_Study questions_:
1. According to the single cell proteomics text, how many proteins per cell can the method quantify?
2. Rewrite the single cell proteomics text between "Significance Statement This" and "human-derived cultured cells.", inclusive, switching "time-of-flight" to "Orbitrap".
3. Please continue the single cell proteomics text from where it stops.

_Source text_:
Abstract
Single cell proteomics is a powerful tool with potential for markedly enhancing understanding of cellular processes. Previously reported single cell proteomics innovations employ Orbitrap mass spectrometers. In this study we describe the development, optimization, and application of multiplexed single cell proteomics to the analysis of human-derived cells using trapped ion mobility time-of-flight mass spectrometry. This method, denoted as pasefRiQ is an advance as it allows accurate peptide quantification at picogram peptide concentrations. When employing a peptide carrier channel to boost protein sequence coverage, we obtain over 40,000 tandem mass spectra in 30 minutes, while achieving higher sequence coverage of each identified protein than described for SCOPE2. Using NCI-H-358 cells, which are a human bronchioalveolar carcinoma and KRASG12C model cell line, we demonstrate that the level of coverage achieved using this method enables the quantification of up to 1,255 proteins per cell and the detection of multiple classes of post-translational modifications in single cells. Further, when cells were treated with sotorasib, a KRASG12C covalent inhibitor, pasefRiQ revealed cell-to-cell variability in the impact of the drug on the NCI-H-358 cells, providing insight missed by traditional analyses. We provide multiple resources necessary for the application of single cell proteomics to drug treatment studies including tools to reduce cell cycle linked proteomic effects from masking pharmacological phenotypes.
Significance Statement This work describes the establishment of a single cell proteomics method using a time-of-flight mass spectrometer. Through this approach, we demonstrate the confident identification of post- translational modifications in single human-derived cells. Additionally, using a KRASG12C covalent inhibitor as a model compound we show that this method can be used to understand pharmacological responses of single human-derived cultured cells.

_Exercise data_:
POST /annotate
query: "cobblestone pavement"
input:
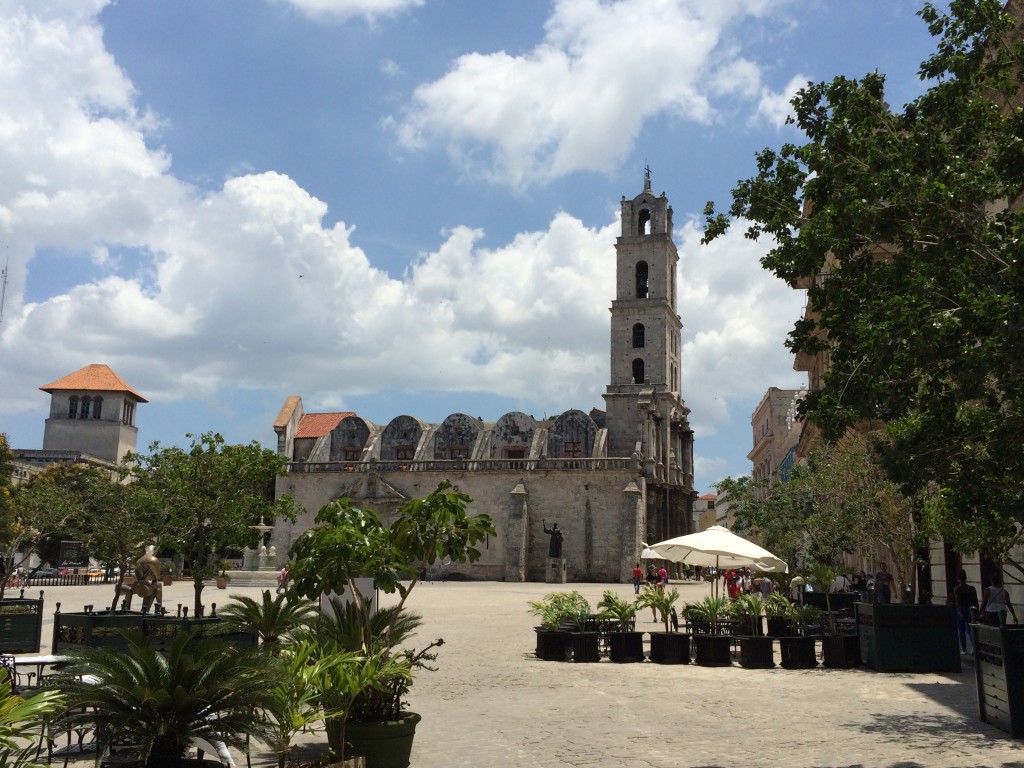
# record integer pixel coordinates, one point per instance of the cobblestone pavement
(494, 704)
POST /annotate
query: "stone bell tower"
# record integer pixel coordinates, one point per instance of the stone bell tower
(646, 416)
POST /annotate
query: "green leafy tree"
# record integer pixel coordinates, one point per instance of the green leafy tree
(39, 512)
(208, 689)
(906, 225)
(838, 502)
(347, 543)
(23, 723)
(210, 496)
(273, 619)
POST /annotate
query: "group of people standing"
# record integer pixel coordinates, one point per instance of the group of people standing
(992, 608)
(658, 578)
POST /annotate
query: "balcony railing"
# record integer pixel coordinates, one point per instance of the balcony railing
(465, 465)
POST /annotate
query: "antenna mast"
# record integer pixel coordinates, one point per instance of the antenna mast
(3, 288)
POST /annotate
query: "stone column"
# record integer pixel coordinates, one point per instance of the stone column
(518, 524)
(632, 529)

--

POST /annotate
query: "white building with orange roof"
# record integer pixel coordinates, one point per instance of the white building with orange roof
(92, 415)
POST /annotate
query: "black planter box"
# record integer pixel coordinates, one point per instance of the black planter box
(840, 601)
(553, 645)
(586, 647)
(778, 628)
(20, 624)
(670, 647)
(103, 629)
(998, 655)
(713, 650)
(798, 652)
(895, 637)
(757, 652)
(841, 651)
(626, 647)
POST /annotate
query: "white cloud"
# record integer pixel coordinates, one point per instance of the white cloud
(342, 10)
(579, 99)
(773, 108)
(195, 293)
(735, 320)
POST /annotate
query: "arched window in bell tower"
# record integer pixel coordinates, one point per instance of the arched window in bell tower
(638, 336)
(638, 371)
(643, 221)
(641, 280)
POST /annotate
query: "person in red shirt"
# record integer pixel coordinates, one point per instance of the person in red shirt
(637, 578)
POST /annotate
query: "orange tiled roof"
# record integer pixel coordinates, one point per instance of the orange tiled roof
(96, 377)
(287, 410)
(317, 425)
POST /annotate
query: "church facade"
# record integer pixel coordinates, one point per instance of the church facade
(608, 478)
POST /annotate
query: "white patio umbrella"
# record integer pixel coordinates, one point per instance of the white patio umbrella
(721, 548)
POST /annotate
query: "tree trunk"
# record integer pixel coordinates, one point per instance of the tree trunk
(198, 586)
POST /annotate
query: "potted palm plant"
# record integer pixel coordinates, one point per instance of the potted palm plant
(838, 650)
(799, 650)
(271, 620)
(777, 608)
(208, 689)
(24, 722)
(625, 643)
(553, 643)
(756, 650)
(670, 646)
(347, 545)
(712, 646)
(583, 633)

_Activity answers_:
1. Up to 1,255 proteins per cell.

2.
Significance Statement This work describes the establishment of a single cell proteomics method using a Orbitrap mass spectrometer. Through this approach, we demonstrate the confident identification of post- translational modifications in single human-derived cells. Additionally, using a KRASG12C covalent inhibitor as a model compound we show that this method can be used to understand pharmacological responses of single human-derived cultured cells.

3.
Competing Interest Statement
The authors have declared no competing interest.
Footnotes
Competing Interest Statement: We have no competing interests to disclose.
This version of the manuscript contains multiple changes made to address peer reviewer comments and concerns. Highlights include further analysis into the "carrier proteome effect" observed when using this method, with particular focus on the range between 10x and 500x carrier that has been the source of recent controversy on Orbitrap D20 instrumentation. In addition, the creation of new tools allow the direct extraction of cell cycle effects from our drug treatment data. We further investigate the mechanism of sotorasib treatment on single H358 cells by integrating single cell RNAseq results into this analysis. Through a more thorough data analysis pipeline and exhaustive manual interpretation of our data we provide evidence of 7 classes of protein post-translational modifications that can be quantified on high abundance proteins in single human cells.